- Task statement
Scan the data below and give the number of lines that include the word "hanging", with no other words.

+ + + + + + +

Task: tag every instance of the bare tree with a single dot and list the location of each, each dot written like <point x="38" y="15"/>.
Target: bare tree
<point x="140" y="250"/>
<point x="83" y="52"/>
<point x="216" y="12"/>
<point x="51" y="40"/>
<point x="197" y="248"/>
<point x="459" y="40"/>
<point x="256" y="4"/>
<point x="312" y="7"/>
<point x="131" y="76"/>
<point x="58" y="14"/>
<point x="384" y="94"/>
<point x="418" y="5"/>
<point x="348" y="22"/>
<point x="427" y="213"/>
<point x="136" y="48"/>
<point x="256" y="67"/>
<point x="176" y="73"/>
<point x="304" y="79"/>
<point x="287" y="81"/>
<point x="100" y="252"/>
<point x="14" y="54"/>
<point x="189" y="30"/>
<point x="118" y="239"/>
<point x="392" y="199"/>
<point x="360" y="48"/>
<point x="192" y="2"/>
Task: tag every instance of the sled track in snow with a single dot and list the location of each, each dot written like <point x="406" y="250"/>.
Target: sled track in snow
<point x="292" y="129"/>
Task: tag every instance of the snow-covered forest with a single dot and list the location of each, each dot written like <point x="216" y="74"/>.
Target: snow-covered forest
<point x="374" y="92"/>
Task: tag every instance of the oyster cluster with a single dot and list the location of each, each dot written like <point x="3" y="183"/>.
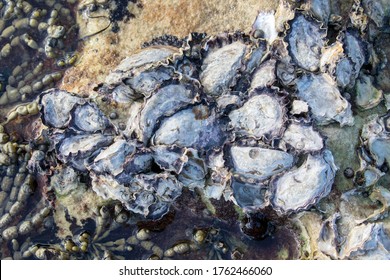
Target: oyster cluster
<point x="237" y="118"/>
<point x="217" y="115"/>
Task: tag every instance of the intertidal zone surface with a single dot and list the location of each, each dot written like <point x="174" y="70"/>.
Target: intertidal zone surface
<point x="269" y="145"/>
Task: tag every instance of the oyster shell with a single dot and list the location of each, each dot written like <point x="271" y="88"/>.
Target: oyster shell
<point x="264" y="75"/>
<point x="305" y="41"/>
<point x="89" y="118"/>
<point x="194" y="171"/>
<point x="164" y="188"/>
<point x="170" y="158"/>
<point x="112" y="159"/>
<point x="265" y="23"/>
<point x="320" y="9"/>
<point x="250" y="197"/>
<point x="367" y="96"/>
<point x="329" y="239"/>
<point x="259" y="163"/>
<point x="79" y="150"/>
<point x="261" y="116"/>
<point x="324" y="98"/>
<point x="220" y="67"/>
<point x="56" y="107"/>
<point x="139" y="62"/>
<point x="164" y="103"/>
<point x="302" y="187"/>
<point x="303" y="137"/>
<point x="196" y="127"/>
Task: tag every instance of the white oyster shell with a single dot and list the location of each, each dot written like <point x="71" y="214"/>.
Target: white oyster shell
<point x="57" y="105"/>
<point x="324" y="98"/>
<point x="303" y="137"/>
<point x="261" y="116"/>
<point x="220" y="67"/>
<point x="89" y="118"/>
<point x="265" y="21"/>
<point x="170" y="158"/>
<point x="302" y="187"/>
<point x="306" y="39"/>
<point x="367" y="95"/>
<point x="165" y="102"/>
<point x="144" y="59"/>
<point x="329" y="238"/>
<point x="259" y="163"/>
<point x="111" y="160"/>
<point x="299" y="107"/>
<point x="265" y="74"/>
<point x="320" y="9"/>
<point x="195" y="127"/>
<point x="250" y="197"/>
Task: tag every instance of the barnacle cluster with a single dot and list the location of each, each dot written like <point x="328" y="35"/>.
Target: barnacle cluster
<point x="234" y="121"/>
<point x="37" y="40"/>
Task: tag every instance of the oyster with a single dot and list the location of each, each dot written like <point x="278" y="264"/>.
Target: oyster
<point x="170" y="158"/>
<point x="265" y="23"/>
<point x="168" y="100"/>
<point x="112" y="159"/>
<point x="264" y="75"/>
<point x="262" y="116"/>
<point x="259" y="163"/>
<point x="220" y="67"/>
<point x="305" y="41"/>
<point x="56" y="107"/>
<point x="324" y="99"/>
<point x="88" y="118"/>
<point x="303" y="137"/>
<point x="302" y="187"/>
<point x="232" y="119"/>
<point x="196" y="127"/>
<point x="367" y="95"/>
<point x="79" y="150"/>
<point x="249" y="196"/>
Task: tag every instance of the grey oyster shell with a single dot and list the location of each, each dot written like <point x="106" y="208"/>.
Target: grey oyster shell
<point x="111" y="160"/>
<point x="261" y="116"/>
<point x="196" y="127"/>
<point x="168" y="100"/>
<point x="302" y="187"/>
<point x="170" y="158"/>
<point x="303" y="137"/>
<point x="220" y="67"/>
<point x="250" y="196"/>
<point x="320" y="9"/>
<point x="56" y="107"/>
<point x="79" y="150"/>
<point x="89" y="118"/>
<point x="259" y="163"/>
<point x="305" y="41"/>
<point x="324" y="99"/>
<point x="265" y="74"/>
<point x="153" y="194"/>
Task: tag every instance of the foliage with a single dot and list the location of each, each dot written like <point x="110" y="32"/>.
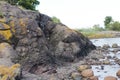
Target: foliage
<point x="115" y="26"/>
<point x="27" y="4"/>
<point x="108" y="20"/>
<point x="97" y="28"/>
<point x="1" y="15"/>
<point x="56" y="20"/>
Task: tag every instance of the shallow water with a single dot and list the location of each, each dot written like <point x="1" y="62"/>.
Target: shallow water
<point x="109" y="70"/>
<point x="110" y="41"/>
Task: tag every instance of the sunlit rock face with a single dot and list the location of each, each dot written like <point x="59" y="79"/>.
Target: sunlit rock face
<point x="37" y="40"/>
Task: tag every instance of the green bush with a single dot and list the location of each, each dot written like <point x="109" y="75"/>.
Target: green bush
<point x="55" y="19"/>
<point x="115" y="26"/>
<point x="1" y="15"/>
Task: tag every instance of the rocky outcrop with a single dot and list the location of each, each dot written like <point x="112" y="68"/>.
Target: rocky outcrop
<point x="37" y="40"/>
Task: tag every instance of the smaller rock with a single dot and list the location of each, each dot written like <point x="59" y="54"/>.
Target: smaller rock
<point x="115" y="45"/>
<point x="93" y="78"/>
<point x="76" y="76"/>
<point x="110" y="78"/>
<point x="83" y="67"/>
<point x="118" y="73"/>
<point x="106" y="62"/>
<point x="87" y="73"/>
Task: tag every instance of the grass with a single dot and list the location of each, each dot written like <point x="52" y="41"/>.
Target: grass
<point x="93" y="34"/>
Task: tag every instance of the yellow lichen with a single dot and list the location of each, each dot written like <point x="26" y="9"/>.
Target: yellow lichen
<point x="9" y="72"/>
<point x="5" y="77"/>
<point x="12" y="25"/>
<point x="7" y="32"/>
<point x="23" y="23"/>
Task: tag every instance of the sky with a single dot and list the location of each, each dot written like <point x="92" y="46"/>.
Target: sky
<point x="81" y="13"/>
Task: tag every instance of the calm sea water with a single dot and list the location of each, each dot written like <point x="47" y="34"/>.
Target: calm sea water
<point x="109" y="70"/>
<point x="110" y="41"/>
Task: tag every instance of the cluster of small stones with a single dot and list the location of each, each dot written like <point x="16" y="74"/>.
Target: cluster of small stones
<point x="86" y="73"/>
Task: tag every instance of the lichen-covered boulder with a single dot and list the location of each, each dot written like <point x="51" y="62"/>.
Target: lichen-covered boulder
<point x="37" y="40"/>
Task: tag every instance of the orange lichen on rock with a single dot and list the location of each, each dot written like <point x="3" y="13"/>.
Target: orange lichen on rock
<point x="6" y="32"/>
<point x="23" y="23"/>
<point x="3" y="20"/>
<point x="9" y="72"/>
<point x="12" y="25"/>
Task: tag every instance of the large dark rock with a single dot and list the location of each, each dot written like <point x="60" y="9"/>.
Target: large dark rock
<point x="38" y="40"/>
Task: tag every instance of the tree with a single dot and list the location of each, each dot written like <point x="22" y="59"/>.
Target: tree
<point x="97" y="27"/>
<point x="108" y="20"/>
<point x="115" y="26"/>
<point x="28" y="4"/>
<point x="56" y="20"/>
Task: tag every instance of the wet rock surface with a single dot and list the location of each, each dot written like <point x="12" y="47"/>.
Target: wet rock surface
<point x="40" y="46"/>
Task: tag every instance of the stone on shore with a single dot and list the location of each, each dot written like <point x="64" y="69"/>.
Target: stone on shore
<point x="87" y="73"/>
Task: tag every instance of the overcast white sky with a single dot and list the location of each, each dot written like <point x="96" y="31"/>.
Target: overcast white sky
<point x="81" y="13"/>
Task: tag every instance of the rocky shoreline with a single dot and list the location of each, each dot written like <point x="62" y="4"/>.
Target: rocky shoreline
<point x="88" y="67"/>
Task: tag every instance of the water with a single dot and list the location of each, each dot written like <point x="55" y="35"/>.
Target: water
<point x="109" y="70"/>
<point x="110" y="41"/>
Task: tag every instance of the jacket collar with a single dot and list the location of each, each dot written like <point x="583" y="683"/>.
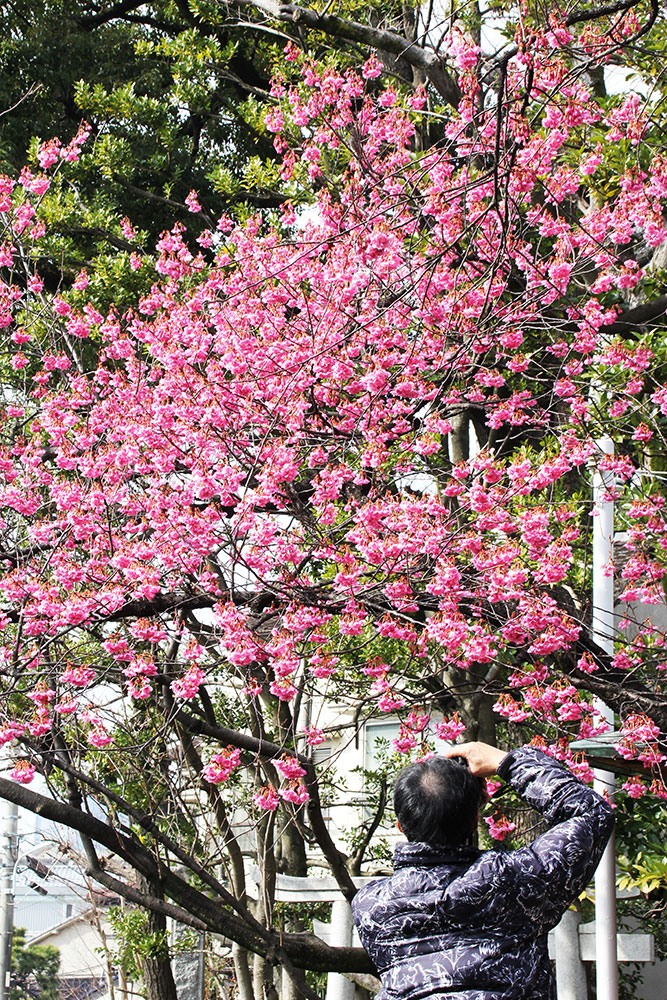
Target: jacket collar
<point x="429" y="855"/>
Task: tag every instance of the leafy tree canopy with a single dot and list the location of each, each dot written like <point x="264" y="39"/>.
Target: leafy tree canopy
<point x="311" y="469"/>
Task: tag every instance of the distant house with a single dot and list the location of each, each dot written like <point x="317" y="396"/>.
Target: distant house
<point x="82" y="940"/>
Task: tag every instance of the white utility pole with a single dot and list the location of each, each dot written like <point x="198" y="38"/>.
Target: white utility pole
<point x="606" y="964"/>
<point x="8" y="856"/>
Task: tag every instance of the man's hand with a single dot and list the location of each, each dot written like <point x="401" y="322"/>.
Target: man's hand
<point x="483" y="759"/>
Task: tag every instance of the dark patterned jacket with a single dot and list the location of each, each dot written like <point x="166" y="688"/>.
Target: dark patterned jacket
<point x="460" y="924"/>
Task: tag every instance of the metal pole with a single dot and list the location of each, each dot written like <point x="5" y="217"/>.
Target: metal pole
<point x="9" y="854"/>
<point x="339" y="987"/>
<point x="606" y="964"/>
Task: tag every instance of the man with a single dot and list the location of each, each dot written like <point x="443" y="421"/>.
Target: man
<point x="462" y="924"/>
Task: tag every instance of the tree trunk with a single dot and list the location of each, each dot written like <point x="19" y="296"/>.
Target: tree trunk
<point x="156" y="968"/>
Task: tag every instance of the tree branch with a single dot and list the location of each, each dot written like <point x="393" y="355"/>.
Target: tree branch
<point x="386" y="41"/>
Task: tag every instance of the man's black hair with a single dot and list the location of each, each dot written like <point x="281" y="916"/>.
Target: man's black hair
<point x="437" y="800"/>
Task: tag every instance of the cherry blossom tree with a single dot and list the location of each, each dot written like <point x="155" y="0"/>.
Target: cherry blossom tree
<point x="340" y="458"/>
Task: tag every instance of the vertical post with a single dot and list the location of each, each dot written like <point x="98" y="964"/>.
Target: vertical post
<point x="606" y="964"/>
<point x="570" y="972"/>
<point x="340" y="987"/>
<point x="8" y="847"/>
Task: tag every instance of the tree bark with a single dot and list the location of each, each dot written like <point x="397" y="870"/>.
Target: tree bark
<point x="156" y="969"/>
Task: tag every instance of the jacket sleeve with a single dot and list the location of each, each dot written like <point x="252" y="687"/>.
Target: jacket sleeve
<point x="552" y="871"/>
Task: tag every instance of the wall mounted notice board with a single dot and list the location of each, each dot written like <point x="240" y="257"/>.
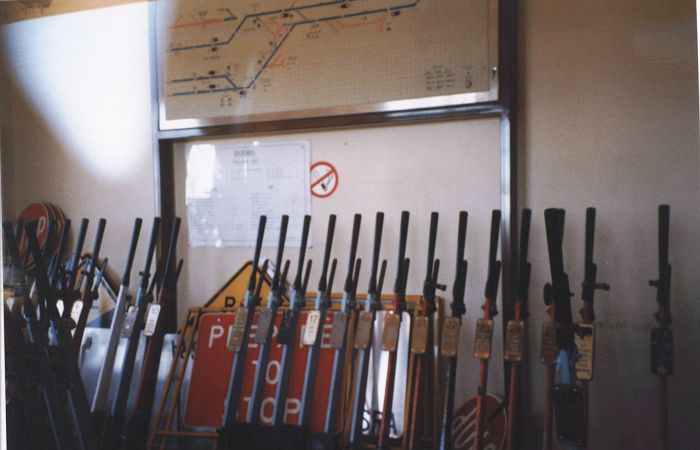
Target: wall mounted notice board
<point x="224" y="62"/>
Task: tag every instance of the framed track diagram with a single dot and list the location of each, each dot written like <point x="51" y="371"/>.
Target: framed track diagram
<point x="226" y="62"/>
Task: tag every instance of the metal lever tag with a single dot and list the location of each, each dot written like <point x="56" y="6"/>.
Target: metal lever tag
<point x="419" y="340"/>
<point x="390" y="337"/>
<point x="285" y="333"/>
<point x="662" y="351"/>
<point x="76" y="310"/>
<point x="515" y="341"/>
<point x="585" y="345"/>
<point x="152" y="313"/>
<point x="340" y="325"/>
<point x="129" y="321"/>
<point x="483" y="339"/>
<point x="450" y="337"/>
<point x="364" y="330"/>
<point x="313" y="321"/>
<point x="235" y="338"/>
<point x="264" y="324"/>
<point x="548" y="345"/>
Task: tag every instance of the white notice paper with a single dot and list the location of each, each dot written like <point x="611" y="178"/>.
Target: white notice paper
<point x="230" y="185"/>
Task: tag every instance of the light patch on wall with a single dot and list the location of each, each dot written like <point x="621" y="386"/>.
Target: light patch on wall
<point x="77" y="72"/>
<point x="202" y="166"/>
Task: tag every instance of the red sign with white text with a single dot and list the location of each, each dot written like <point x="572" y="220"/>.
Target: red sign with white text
<point x="211" y="370"/>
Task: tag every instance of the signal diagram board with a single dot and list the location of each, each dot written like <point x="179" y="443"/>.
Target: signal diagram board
<point x="226" y="61"/>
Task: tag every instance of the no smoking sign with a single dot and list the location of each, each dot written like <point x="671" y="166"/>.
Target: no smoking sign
<point x="324" y="179"/>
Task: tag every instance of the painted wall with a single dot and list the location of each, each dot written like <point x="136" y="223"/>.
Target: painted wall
<point x="610" y="119"/>
<point x="609" y="110"/>
<point x="76" y="120"/>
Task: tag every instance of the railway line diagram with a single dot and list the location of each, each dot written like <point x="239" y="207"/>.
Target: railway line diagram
<point x="255" y="57"/>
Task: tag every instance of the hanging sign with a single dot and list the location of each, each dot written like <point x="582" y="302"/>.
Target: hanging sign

+ + + + + + +

- Response for this exercise
2